- Point-per-instance localization data -
[Start of Attachment]

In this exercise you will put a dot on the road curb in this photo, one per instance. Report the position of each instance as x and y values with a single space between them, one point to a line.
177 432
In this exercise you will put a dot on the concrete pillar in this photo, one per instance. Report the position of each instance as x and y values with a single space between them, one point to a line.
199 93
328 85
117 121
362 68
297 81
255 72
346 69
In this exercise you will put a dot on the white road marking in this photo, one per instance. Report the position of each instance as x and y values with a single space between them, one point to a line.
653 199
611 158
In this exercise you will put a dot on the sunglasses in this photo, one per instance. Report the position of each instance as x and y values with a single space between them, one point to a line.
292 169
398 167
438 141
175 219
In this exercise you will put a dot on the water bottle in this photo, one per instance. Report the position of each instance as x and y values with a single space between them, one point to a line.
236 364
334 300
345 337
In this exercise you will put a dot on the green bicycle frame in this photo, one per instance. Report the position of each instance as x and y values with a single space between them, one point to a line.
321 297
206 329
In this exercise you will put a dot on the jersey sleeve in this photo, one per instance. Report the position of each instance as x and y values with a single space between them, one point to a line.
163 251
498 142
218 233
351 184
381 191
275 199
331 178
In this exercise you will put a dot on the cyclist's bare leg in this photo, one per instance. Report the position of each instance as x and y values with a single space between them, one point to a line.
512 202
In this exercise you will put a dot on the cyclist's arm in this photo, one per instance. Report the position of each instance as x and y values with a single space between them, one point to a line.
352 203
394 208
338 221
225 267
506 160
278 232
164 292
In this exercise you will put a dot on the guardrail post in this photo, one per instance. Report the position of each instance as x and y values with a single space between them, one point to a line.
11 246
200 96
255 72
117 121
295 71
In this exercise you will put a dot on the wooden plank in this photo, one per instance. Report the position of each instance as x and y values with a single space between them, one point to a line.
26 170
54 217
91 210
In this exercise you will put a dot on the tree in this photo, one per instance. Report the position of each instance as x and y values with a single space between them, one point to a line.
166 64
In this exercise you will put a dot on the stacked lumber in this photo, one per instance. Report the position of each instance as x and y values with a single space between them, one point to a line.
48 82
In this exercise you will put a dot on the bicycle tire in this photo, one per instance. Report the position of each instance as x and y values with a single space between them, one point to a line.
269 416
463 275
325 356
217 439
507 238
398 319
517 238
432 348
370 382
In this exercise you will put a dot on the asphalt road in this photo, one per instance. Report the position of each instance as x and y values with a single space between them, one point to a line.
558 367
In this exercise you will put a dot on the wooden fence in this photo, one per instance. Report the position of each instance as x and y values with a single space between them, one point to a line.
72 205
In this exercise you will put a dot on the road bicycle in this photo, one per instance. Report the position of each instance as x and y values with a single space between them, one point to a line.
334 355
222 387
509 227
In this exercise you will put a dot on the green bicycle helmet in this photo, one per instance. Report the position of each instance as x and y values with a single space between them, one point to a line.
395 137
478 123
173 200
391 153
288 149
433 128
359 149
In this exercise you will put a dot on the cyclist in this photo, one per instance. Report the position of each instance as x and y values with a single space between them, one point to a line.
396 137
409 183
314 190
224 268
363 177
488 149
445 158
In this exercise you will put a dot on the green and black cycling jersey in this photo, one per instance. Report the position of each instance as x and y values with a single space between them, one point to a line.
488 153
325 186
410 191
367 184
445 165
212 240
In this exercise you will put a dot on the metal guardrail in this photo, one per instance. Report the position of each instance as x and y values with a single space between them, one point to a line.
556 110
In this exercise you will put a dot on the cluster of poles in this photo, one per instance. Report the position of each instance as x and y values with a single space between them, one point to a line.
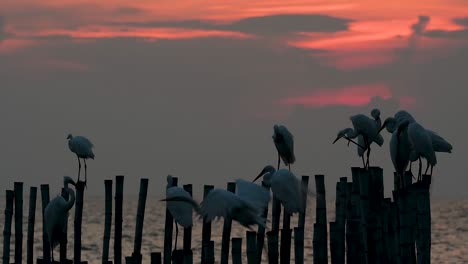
368 228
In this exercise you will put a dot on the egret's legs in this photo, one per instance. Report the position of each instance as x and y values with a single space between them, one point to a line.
86 177
420 168
177 234
279 160
79 167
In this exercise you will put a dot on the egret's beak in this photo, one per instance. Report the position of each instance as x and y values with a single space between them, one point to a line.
259 175
337 138
383 126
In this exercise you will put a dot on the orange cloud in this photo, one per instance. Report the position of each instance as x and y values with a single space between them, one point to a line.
349 96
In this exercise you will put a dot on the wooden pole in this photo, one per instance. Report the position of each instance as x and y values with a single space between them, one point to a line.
64 242
136 255
236 250
168 228
334 243
226 238
261 231
107 221
10 195
319 242
251 247
31 219
299 245
118 220
45 240
285 248
340 219
78 220
18 187
424 220
273 254
188 254
206 229
353 222
156 258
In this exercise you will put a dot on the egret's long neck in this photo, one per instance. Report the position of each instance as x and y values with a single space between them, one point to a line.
71 199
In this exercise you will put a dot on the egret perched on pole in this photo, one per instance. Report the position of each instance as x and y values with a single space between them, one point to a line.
421 143
367 128
83 148
284 143
245 206
285 186
181 211
56 216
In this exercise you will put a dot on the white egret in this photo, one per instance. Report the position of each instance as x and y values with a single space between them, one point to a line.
245 206
284 143
421 144
181 211
56 216
285 186
365 127
83 148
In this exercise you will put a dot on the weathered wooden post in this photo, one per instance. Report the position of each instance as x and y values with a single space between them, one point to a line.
236 250
188 254
334 242
118 220
168 228
275 222
340 220
406 242
353 222
78 220
45 240
18 187
273 254
364 186
251 247
10 195
261 231
31 219
156 258
136 255
64 242
319 242
299 231
206 229
424 220
299 245
285 248
107 221
209 253
226 237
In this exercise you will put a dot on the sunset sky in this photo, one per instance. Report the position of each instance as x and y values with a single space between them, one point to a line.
193 88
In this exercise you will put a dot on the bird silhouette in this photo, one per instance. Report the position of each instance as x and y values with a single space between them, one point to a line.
56 216
284 143
83 148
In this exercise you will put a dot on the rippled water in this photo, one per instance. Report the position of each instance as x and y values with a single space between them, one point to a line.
449 230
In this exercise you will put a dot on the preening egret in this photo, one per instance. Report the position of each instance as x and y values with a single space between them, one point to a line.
421 144
285 186
56 216
245 206
284 143
83 148
365 127
405 148
181 211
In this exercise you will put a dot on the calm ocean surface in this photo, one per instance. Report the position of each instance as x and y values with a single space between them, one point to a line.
449 230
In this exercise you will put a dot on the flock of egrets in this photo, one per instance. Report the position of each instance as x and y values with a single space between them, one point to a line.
409 142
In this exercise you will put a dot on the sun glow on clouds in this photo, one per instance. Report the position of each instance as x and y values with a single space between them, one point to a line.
359 95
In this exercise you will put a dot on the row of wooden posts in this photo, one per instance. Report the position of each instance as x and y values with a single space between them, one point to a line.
368 228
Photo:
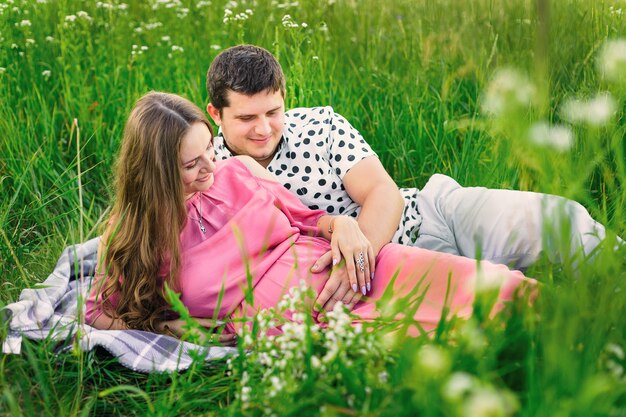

[End of Attachment]

- Instructions for the task -
Every entry above should be duplicated exactly. Do not include the images.

- Written answer -
In this exercise you will put a dot on the road curb in this photo, one per instance. Report the position of each instance as x and y values with a single space between them, one point to a line.
177 432
In this exercise you will put a dot on the concrete pillar in this photo, one per instance. Report the position of each instance as x and y values with a single space between them, one point to a line.
199 93
328 85
117 121
362 68
297 81
255 72
346 69
In this exercise you will put a dot on the white road marking in this photo, one per instance. Report the position of each instance as x and y values with a single space between them, one point to a line.
653 199
611 158
In this exercise you will put a dot on the sunglasses in this photo, one per instance. Report the position of each instance as x and y values with a single space between them, one point to a line.
292 169
398 167
438 141
175 219
In this exercise you will put a dot on the water bottle in this photo, one per instance. Report the position of each instance as x and y values with a single space between them, one point to a line.
236 364
334 300
345 337
In this exercise you will put a dot on the green bicycle frame in this photo, one per instance. Report the position of each instance as x and y values with a single space between them, one point to a line.
321 297
206 329
In this exercise you will put a dot on the jersey sleeve in this photo, one per instance. Report the position of each instance as x and y values with a single space between them, one point to a line.
163 251
498 142
218 233
351 184
381 191
275 199
331 178
In this exercise you will put a dot on the cyclist's bare leg in this photo, one per instance. Report the position of each instance as x and y values with a single space between them, one point to a line.
512 202
In this exercise you will put a dot on the cyclist's arm in this photo, one per instance. Report the position of each instance as x and y values with a single space between them, one point to a line.
352 203
394 208
338 221
225 267
506 160
278 232
164 292
In this exercise you will put a dot on the guardrail post in this photo, one per instance. Report the position of each instance as x and y values with a single space between them, one point to a line.
11 246
200 96
255 72
117 121
295 71
In this exercise you will put a dot on the wooden plank in this photo, one per instance. Report the position of each instance as x and y values with a single space between them, one point to a line.
26 170
54 217
91 210
In this exercise you will put a dot on the tree in this photo, one per instance. Report the position of each instance as x and y values with a single space between them, one point to a line.
166 64
In this exercise you will put a dot on the stacked lumber in this photo, one per instance. Report the position of each instance as x and y values with a single space between them, one point to a line.
48 82
In this exercise you will put a dot on the bicycle tire in this photo, one per instance. Report the position of each instance as x and y values with a single space between them, one point to a line.
269 416
463 275
325 356
217 439
507 238
398 319
517 238
432 348
370 382
In this exercise you will put a dot on the asphalt road in this photo, one per instance. Report the position of each instance as x and y values with a single space between them, one point to a line.
558 367
In this exercise you will put a dot on the wooden fence in this photo, one per instance. Report the position of each instance as x and y values with a single space between them, one point to a line.
72 205
In this exercise you will put a dot on the road bicycle in this photo, one per instance. Report the position of each instance as x and y values with a single space between them, one point to a line.
334 355
222 387
509 227
In this exercise you will put a dot on the green bicycle helmet in this photo, one per instance. Report the position of each instance as x and y values with a single space between them, one point to a line.
395 137
478 123
173 200
391 153
288 149
433 128
359 149
In this exercise you will put a dot on the cyclist in this photo, one per instance. Report the position of each instance as x and y values with a single space between them, one point to a line.
396 137
409 183
314 190
224 268
363 177
488 149
445 158
In this exercise you will put a dot on the green and black cycling jersey in this photo, one per instance. Report the position of each instance as x and y values with a single space between them, one point to a line.
488 153
325 186
410 191
367 184
445 165
212 240
In this exercise you will put a dot on the metal guardrail in this photo, one per instance. Report the position of each instance as x and y values with a single space between them, one point to a line.
556 110
In this exercise you will put a dot on the cluster of poles in this photo, one per instance. Report the position of each instance as x and y values with a single space between them, one point to a line.
368 228
In this exercise you will put a dot on the egret's legs in this photo, one per instance. Report the position of each instance as x and y values with a single space between them, one point to a line.
86 177
420 168
177 234
279 160
79 167
In this exercise you will put a dot on the egret's beak in this photo, one per instance. Report the position of each instance as x and y values with a single space between them, one point to a line.
259 175
337 138
383 126
In this exercise you will put a dot on the orange cloud in this photo, one per instance. Report the position of each instance as x and y values with a single space between them, one point to a line.
349 96
In this exercise you will put a dot on the wooden pole in this photo, one per instance. Report the position of each instance as x and y values with a single space between them, one point to a line.
64 242
136 255
236 250
168 228
334 243
226 238
261 231
107 221
10 195
319 242
251 247
31 219
299 245
118 220
45 240
285 248
340 219
78 220
18 187
424 220
273 254
188 254
206 229
353 222
156 258
In this exercise you will put a dot on the egret's long neck in this photo, one per instance. Report the position of each instance as x and y values with a single space between them, one point to a line.
71 199
In this exercise you will put a dot on the egret perched on pole in this photo, one per instance. Report the position of each instance as x and y values with a single space between them, one point to a line.
421 143
367 128
83 148
284 143
245 206
285 186
181 211
56 216
In this exercise you will put a dot on the white egret in this photo, one per instance. Report the position of each instance as x and y values with a single space between them, one point to a line.
245 206
284 143
421 144
181 211
56 216
285 186
365 127
83 148
In this exercise you will put a dot on the weathered wooden post in this photo, one per instance. Report the position of each instance as x and y values with a single space between them, one point to a line.
236 250
188 254
334 242
118 220
168 228
275 222
340 220
406 242
353 222
78 220
45 240
18 187
273 254
364 186
251 247
10 195
261 231
31 219
156 258
136 255
64 242
319 242
299 231
206 229
424 220
299 245
285 248
107 221
209 253
226 237
In this exercise you will put a dot on the sunset sky in this photo, one per instance. Report the position of each instance as x and y values with a single space between them, one point to a line.
193 88
In this exercise you will put a dot on the bird silhouette in this photo, one per instance. Report the position of each instance as x and y values with a single space between them, one point to a line.
56 216
284 143
83 148
In this exercise you will put a dot on the rippled water in this photo, one per instance. Report the position of each instance as x and y values with a single space between them, one point to a line.
449 230
In this exercise you will put a dot on the preening egret in this photo, one per instance. Report the position of each instance as x and y values with a single space between them, one point to a line.
421 144
285 186
56 216
245 206
284 143
83 148
365 127
405 148
181 211
In this exercise you will put a dot on the calm ocean surface in this photo, one per instance. Report the position of each instance as x and y values with a single space between them, one point to a line.
449 230
In this exercise you will put a dot on the flock of egrets in this photo, one per instance. Report the position of each instance as x and y values with a single space between them, one point to a line.
409 142
In this exercise you will put a dot on the sun glow on clouds in this photo, one per instance. Report the position of each instance as x and y values with a single space between them, one point to a line.
359 95
In this exercise you will put a dot on the row of wooden posts in this photo, one per instance. Report the position of each instance as x and y values with a single space between them, one point to a line.
368 228
Photo:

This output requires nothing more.